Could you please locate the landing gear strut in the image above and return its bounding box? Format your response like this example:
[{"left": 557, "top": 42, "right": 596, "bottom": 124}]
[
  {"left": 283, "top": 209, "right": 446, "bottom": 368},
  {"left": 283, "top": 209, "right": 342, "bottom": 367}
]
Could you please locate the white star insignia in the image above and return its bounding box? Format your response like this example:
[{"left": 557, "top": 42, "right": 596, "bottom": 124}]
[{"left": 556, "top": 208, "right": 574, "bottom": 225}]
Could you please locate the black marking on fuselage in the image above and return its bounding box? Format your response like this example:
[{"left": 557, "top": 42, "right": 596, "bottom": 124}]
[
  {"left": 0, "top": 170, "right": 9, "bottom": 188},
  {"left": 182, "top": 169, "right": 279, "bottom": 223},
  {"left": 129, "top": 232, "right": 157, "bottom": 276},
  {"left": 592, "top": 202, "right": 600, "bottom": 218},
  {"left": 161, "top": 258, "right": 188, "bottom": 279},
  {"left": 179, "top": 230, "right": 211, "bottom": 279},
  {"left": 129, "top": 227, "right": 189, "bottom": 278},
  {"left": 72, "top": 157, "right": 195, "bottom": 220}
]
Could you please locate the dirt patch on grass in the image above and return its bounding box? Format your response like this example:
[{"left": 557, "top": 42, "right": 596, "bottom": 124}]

WHAT YOU NEED TO DO:
Gather each line of the listing containing the word "response" and show it.

WRITTEN ANSWER:
Could you please locate the landing gear strut in the image above and return its bounding box? Format your response like this example:
Could you please locate the white star insignia in the image above and return its bounding box? Format your response like this example:
Could you please locate the black marking on fuselage in the image above and return its bounding box? Format your response like this example:
Could you please locate the dirt patch on grass in the image above and return its bounding box? Format your response like this example:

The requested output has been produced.